WHAT YOU HAVE TO DO
Answer from the grant announcement below:
1. What is the dollar amount of the grant the School of Nursing received?
2. How many years does the study run?
3. At which institution is Patricia Dolan Mullen a professor?

SUPPLIED TEXT
[Start of Attachment]
Pitt's School of Nursing has received a $1.2 million grant from the National Institutes of Health and the National Institute of Nursing Research to evaluate and compare the effectiveness of three approaches to cigarette smoking cessation among pregnant teenagers.

"Sixty percent of teenage girls who become pregnant also smoke cigarettes and 60 to 80 percent of them continue to smoke throughout their pregnancies," said Susan Albrecht, assistant professor of nursing and principal investigator of the study. "Smoking's damaging effects on the fetus are well documented. Smoking mothers are more likely to deliver low-birthweight and premature infants with potential for other health problems. Perinatal death rates are twice as high in smokers as in non-smokers. And because of higher-risk pregnancies in teens, the teen smoker presents a double obstetrical risk." The four-year study is evaluating the short- and long-term effectiveness of usual care and education given to pregnant teens who are not undergoing formal smoking cessation programs to that of two specific smoking intervention strategies tailored to pregnant teens.

Albrecht's study team includes Saul Shiffman, professor of psychology, co-principal investigator; Marie Cornelius, assistant professor of epidemiology and psychiatry; Jacqueline Lamb, assistant professor of nursing; Thelma Patrick, assistant professor of nursing; Clement Stone, of Computing and Information Services, all from Pitt; and study consultant Patricia Dolan Mullen, a public health professor at the University of Texas Health Sciences Center.
[End of Attachment]
ENTRIES SHOWN
[Start of Attachment]
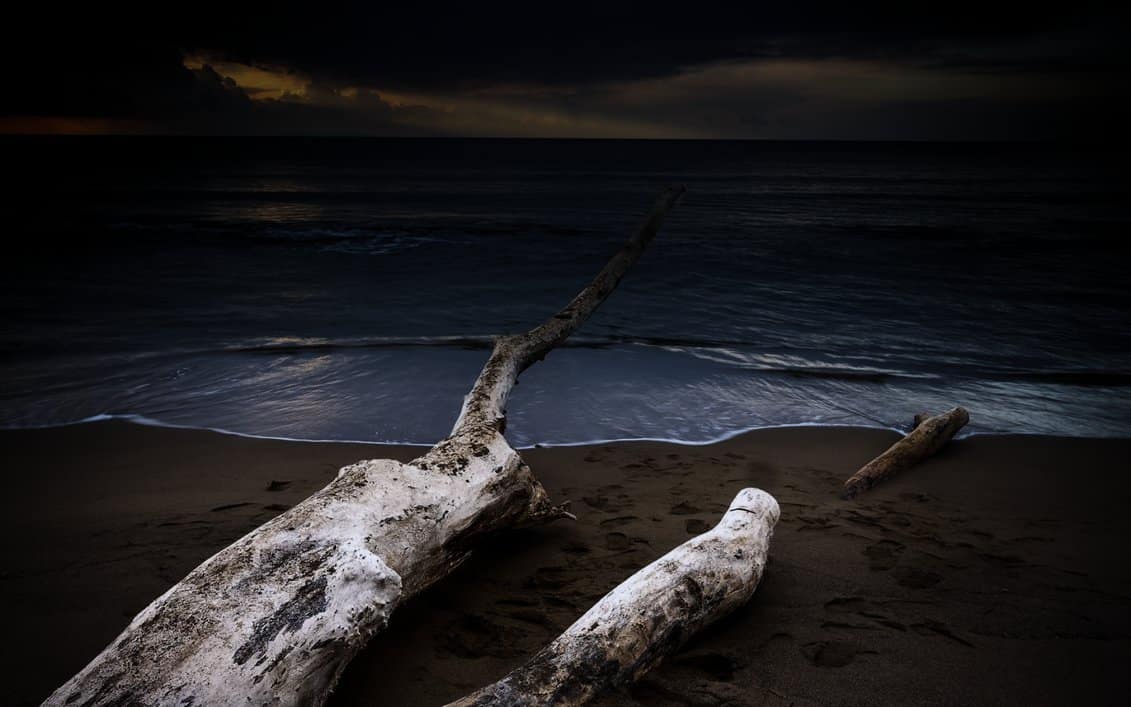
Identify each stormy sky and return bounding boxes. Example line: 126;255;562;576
0;0;1131;139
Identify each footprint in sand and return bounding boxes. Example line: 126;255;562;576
864;540;906;572
892;567;942;589
801;640;860;667
605;533;632;550
677;653;742;682
670;501;701;516
601;516;640;528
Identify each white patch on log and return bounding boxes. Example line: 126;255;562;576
45;188;683;707
449;489;780;707
840;407;970;499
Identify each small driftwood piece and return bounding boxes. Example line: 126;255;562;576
45;188;683;707
449;489;780;707
840;407;970;499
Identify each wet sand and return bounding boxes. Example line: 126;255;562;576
0;422;1131;707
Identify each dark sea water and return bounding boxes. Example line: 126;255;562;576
0;138;1131;445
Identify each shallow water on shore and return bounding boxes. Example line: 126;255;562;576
0;139;1131;445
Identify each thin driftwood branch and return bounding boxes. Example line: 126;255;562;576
841;407;970;499
46;188;683;706
449;489;780;707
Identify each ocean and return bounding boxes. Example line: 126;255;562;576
0;137;1131;446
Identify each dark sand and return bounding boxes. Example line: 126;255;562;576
0;422;1131;707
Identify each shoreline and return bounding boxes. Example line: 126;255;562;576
13;413;1131;451
0;420;1131;707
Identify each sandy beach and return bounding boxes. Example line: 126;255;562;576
0;422;1131;707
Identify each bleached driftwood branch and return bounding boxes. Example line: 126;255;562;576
841;407;970;499
46;187;683;706
449;489;780;707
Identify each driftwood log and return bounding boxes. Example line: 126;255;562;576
46;187;683;707
449;489;780;707
840;407;970;499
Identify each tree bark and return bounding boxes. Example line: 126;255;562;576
841;407;970;499
45;187;683;707
449;489;780;707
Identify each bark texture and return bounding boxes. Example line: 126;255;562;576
841;407;970;499
45;188;683;707
449;489;780;707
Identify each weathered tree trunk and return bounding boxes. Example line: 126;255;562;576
46;188;683;707
841;407;970;499
449;489;780;707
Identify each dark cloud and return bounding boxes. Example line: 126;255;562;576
0;1;1128;137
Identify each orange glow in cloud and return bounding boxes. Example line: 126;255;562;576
184;54;310;101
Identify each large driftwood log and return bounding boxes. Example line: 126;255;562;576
449;489;780;707
840;407;970;499
46;188;683;707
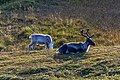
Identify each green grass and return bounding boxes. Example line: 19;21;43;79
0;46;120;80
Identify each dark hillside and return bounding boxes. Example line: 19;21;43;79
0;0;120;27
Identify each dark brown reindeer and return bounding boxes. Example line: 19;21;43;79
56;29;95;54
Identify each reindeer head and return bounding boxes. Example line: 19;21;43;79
81;29;95;46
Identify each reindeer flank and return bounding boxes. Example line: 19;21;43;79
56;29;95;54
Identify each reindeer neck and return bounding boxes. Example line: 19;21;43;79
82;41;90;52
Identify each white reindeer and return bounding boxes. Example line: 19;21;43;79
28;34;53;50
56;29;95;54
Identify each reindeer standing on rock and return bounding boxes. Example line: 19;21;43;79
56;29;95;54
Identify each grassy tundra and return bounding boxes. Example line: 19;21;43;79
0;0;120;80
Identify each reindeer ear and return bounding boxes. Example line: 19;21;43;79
89;34;95;38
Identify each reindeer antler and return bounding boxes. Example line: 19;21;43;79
84;29;90;37
80;30;87;38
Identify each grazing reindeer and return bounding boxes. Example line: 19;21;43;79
28;34;53;50
57;29;95;54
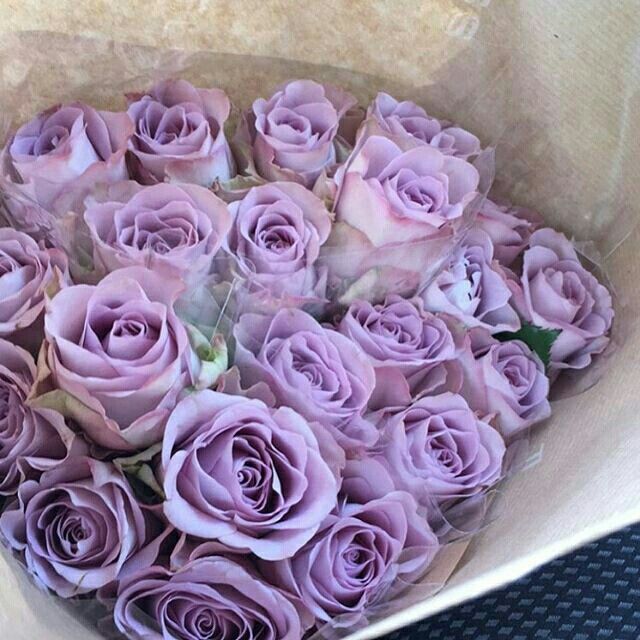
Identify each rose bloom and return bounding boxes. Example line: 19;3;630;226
475;198;542;267
338;295;462;408
233;309;378;451
128;80;235;187
0;457;161;598
161;390;344;560
367;92;481;160
236;80;356;187
0;228;67;351
462;340;551;439
261;458;438;623
84;182;231;281
378;393;505;507
0;102;133;229
0;339;84;496
421;229;520;333
43;267;193;451
114;557;302;640
514;229;614;373
225;182;331;302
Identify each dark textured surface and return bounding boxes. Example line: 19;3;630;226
384;525;640;640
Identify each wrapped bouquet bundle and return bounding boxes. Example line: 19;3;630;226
0;2;632;640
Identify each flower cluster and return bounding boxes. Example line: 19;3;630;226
0;80;613;640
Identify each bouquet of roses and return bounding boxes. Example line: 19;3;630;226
0;80;613;640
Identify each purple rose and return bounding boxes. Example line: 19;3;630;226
367;93;481;160
162;390;344;560
225;182;331;301
378;393;505;507
421;229;520;333
261;458;438;623
0;457;164;598
237;80;356;187
114;557;302;640
128;80;235;187
0;339;84;496
0;228;67;351
338;295;462;409
84;182;231;281
0;102;133;228
515;229;614;371
38;267;193;451
234;309;377;450
476;198;542;267
462;340;551;439
323;135;479;302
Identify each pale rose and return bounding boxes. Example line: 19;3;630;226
128;80;235;187
84;182;231;282
0;102;133;230
0;339;85;496
38;267;193;451
476;198;542;267
234;309;378;450
0;228;67;352
225;182;331;303
515;229;614;372
421;229;520;333
367;92;482;160
237;80;356;187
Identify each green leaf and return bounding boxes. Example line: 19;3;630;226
495;323;561;367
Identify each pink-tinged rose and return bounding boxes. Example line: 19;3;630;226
378;393;505;508
514;229;614;372
236;80;356;187
0;339;85;496
114;556;303;640
338;295;462;410
476;198;542;267
161;390;344;560
462;340;551;440
421;229;520;333
37;267;194;451
233;309;378;451
0;457;164;598
0;228;67;352
0;102;133;229
128;80;235;187
261;458;438;624
367;93;482;160
225;182;331;305
84;182;231;282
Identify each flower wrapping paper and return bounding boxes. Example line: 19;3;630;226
0;2;636;636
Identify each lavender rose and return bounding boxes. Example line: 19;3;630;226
421;229;520;333
38;267;193;451
128;80;235;187
367;92;481;160
0;457;162;598
0;339;84;496
338;295;462;409
162;391;344;560
236;80;356;187
476;198;542;267
515;229;614;372
462;340;551;439
262;458;438;623
0;228;67;350
114;557;302;640
0;102;133;228
84;182;231;281
225;182;331;301
378;393;505;507
234;309;377;450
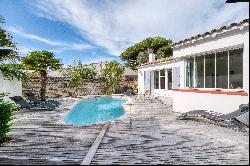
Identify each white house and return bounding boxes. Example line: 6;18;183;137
0;71;22;101
138;19;249;113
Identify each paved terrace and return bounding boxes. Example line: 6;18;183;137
0;96;249;164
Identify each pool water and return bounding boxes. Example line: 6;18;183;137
64;97;126;125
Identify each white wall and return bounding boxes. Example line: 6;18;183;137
173;25;249;113
173;91;249;114
0;71;22;101
173;25;249;94
138;60;181;97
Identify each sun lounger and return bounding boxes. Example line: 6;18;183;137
9;97;33;109
124;89;132;96
177;104;249;128
13;96;55;110
25;92;60;107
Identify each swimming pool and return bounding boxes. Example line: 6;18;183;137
64;97;126;125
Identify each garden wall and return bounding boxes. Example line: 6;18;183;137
0;71;22;101
23;77;137;98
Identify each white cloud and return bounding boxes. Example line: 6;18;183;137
27;0;249;55
7;26;94;53
7;27;63;46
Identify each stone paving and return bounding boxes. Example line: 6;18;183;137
91;97;249;165
0;96;249;165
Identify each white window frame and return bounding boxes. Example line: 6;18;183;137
184;46;244;91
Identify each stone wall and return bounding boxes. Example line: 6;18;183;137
23;77;137;98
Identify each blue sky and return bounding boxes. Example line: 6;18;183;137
0;0;249;65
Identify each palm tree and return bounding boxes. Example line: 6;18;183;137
21;50;62;101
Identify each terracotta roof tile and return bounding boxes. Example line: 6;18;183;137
173;19;249;47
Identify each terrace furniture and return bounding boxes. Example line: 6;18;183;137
177;104;249;128
9;97;33;109
25;92;60;107
10;96;55;110
124;89;132;96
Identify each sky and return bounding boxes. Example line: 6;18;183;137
0;0;249;65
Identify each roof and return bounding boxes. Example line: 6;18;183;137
123;67;137;76
138;55;177;68
48;61;137;77
172;19;249;48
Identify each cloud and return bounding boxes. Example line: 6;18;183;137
7;26;94;53
26;0;249;55
7;26;64;46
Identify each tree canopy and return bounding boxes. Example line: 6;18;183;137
120;36;172;69
0;16;19;62
61;63;96;87
21;50;62;100
101;61;125;94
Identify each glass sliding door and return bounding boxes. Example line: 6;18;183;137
186;57;194;88
160;69;165;89
185;48;243;89
154;70;159;89
167;69;173;90
195;56;204;88
229;48;243;89
216;51;228;89
205;54;215;88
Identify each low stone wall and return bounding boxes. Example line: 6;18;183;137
23;77;137;98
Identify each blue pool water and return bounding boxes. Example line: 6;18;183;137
64;97;125;125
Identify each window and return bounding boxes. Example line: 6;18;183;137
229;48;243;89
186;57;194;88
216;51;228;89
167;69;172;90
154;71;159;89
160;69;165;89
185;48;243;89
195;56;204;88
205;54;215;88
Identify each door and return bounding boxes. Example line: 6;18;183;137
167;69;173;90
173;67;180;89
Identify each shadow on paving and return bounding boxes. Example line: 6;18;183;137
91;98;249;165
0;98;102;165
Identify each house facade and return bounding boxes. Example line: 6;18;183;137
0;71;22;101
138;19;249;113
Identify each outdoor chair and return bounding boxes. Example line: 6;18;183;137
124;89;132;96
177;104;249;128
25;92;60;107
13;96;55;110
9;96;33;109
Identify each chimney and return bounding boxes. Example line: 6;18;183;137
149;53;155;63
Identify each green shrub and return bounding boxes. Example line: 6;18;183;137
0;93;17;141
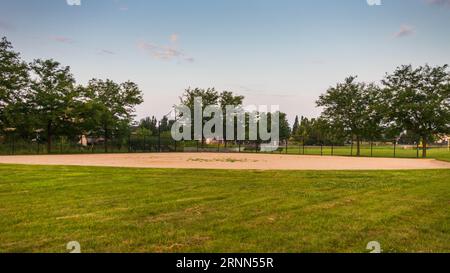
[End of Attachment]
OUTPUT FOR THIS TASK
1. $1.2 million
2. Four years
3. The University of Texas Health Sciences Center